SET OF TASKS =
a: Going through the putting green vacuum passage in order, list every figure that appears with a unit of measure, counting repeated figures each time they occur.
b: Write the next part of the passage on vacuum drainage in putting green rootzones, picking up after its final sentence.

DOCUMENT PASSAGE =
Examination of vacuum pressure with depth indicated little or no vacuum at the 0- to 100- or 0- to 200-mm depths. It was not until the entire soil core was removed down to the gravel blanket that vacuum was detected. These data indicate that the zone of increased wetness at the sand–gravel interface may function as a barrier or "gasket" that limits the potential for the vacuum effect to function near the rootzone surface. Also, it appears that in order for water near the rootzone surface to be extracted it would need to be interconnected with free water located at the bottom of the rootzone mixture receiving suction. Although untested, the vacuum uniformity data also imply the possibility for even greater reduced vacuum efficiency when the force is spread over a much larger area such as an average sized, 550 m2, putting green. In this situation, frictional losses due to increased drainage pipe length and distance from the vacuum unit would likely be further compounded. For example, if one assumes an average sized putting green rootzone that has been fully flushed and charged with water so that a zone of accumulated free water is only located at the sand rootzone–gravel blanket interface, then, hypothetically it is reasonable to assume that the zone of free water accumulation would be approximately one third the total depth of the sand rootzone mixture or 100 mm. To completely remove this zone of near saturation, a vacuum pressure of at least -1 kPa would be required. However, the overall depth of free water would also be influenced and confounded by additional principles of soil hydrology, most importantly slope effects. Most modern putting greens are not uniformly flat like the experimental rootzones tested and actually contain peaks and valleys, sometimes varying by differences of 1 m or more from the highest area to the lowest. These variations would subsequently influence the depth of the zone of wetness within the rootzone, a deeper zone in the valleys and less at the peaks. In this study we measured vacuum pressures within the experimental rootzones ranging from -0.2 to -0.6 kPa which would be insufficient to fully remove even one half of a 100-mm hypothetical zone of wetness. Furthermore, our data demonstrate that although the variations in pressures were relatively uniform, the pressures within the rootzone matrix may not be consistent or sufficient to remove water adequately from an average sized and shaped sand–gravel based rootzone.

Pointing records
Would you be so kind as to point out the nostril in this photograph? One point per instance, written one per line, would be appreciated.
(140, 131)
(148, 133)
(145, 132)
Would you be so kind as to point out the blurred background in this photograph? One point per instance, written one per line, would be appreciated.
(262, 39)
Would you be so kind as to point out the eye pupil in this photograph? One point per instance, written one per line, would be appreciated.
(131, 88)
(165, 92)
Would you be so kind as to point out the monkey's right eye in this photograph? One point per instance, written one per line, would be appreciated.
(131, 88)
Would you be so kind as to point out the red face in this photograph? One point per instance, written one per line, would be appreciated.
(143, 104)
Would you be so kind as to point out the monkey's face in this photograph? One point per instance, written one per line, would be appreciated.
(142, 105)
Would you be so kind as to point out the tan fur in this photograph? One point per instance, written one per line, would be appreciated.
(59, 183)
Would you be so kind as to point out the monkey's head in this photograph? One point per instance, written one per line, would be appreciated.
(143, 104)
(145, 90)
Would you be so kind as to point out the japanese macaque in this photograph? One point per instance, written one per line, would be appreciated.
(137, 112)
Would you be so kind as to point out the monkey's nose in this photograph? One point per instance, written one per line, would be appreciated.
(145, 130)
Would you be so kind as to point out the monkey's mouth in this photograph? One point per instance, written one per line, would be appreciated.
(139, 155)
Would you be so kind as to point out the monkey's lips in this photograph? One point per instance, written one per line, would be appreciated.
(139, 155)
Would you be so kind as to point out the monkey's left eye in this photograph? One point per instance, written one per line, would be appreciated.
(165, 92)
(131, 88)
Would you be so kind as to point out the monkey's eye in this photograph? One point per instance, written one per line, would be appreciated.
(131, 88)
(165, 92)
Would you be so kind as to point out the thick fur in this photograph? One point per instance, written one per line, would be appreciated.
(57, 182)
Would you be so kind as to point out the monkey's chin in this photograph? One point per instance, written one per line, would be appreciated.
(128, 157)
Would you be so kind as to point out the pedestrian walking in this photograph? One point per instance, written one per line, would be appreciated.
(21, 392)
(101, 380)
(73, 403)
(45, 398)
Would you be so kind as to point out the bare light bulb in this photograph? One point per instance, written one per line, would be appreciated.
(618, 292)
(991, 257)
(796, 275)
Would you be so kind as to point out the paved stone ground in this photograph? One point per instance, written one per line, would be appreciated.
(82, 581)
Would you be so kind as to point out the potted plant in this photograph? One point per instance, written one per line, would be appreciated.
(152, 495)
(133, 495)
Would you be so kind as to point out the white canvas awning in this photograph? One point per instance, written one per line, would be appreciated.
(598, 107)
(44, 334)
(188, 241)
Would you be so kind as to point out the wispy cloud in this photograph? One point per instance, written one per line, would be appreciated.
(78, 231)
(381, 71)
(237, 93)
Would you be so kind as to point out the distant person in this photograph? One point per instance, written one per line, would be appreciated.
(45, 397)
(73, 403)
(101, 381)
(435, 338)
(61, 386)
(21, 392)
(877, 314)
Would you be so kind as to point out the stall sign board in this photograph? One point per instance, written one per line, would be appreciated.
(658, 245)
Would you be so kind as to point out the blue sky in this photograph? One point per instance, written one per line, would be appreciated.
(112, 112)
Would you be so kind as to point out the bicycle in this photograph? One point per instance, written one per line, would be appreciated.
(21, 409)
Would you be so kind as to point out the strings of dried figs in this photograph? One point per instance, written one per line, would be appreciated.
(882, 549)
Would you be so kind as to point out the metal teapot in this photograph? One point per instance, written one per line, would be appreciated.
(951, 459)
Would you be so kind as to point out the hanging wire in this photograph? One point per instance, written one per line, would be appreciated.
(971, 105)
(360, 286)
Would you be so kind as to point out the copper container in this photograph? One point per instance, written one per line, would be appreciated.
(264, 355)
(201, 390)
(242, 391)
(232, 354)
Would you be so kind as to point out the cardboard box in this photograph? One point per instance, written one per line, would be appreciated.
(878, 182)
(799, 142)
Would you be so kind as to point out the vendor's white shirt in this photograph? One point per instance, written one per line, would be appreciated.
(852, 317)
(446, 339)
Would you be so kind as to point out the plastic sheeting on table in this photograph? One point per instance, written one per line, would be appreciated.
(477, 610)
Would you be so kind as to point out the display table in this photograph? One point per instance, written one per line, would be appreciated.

EXERCISE ANSWERS =
a:
0- to 100-mm
0- to 200-mm
550 m2
100 mm
-1 kPa
1 m
-0.2 to -0.6 kPa
100-mm

b:
Turfgrass Establishment
Creeping bentgrass establishment on all rootzone mixtures was relatively slow, requiring >250 d to reach full coverage on all rootzones, which may have been due to the droughty sand and the selected, relatively moderate, fertility program. Bentgrass established faster on the amended sands (Table 2). Rootzone mixtures ranked in order of decreasing effectiveness were: sphagnum peat > Ecolite = Profile > Greenschoice = unamended sand, with Greenschoice being similar to unamended sand on two rating dates. The faster establishment on the amended sands probably is related directly to greater water retention and increased cation exchange compared with unamended sand.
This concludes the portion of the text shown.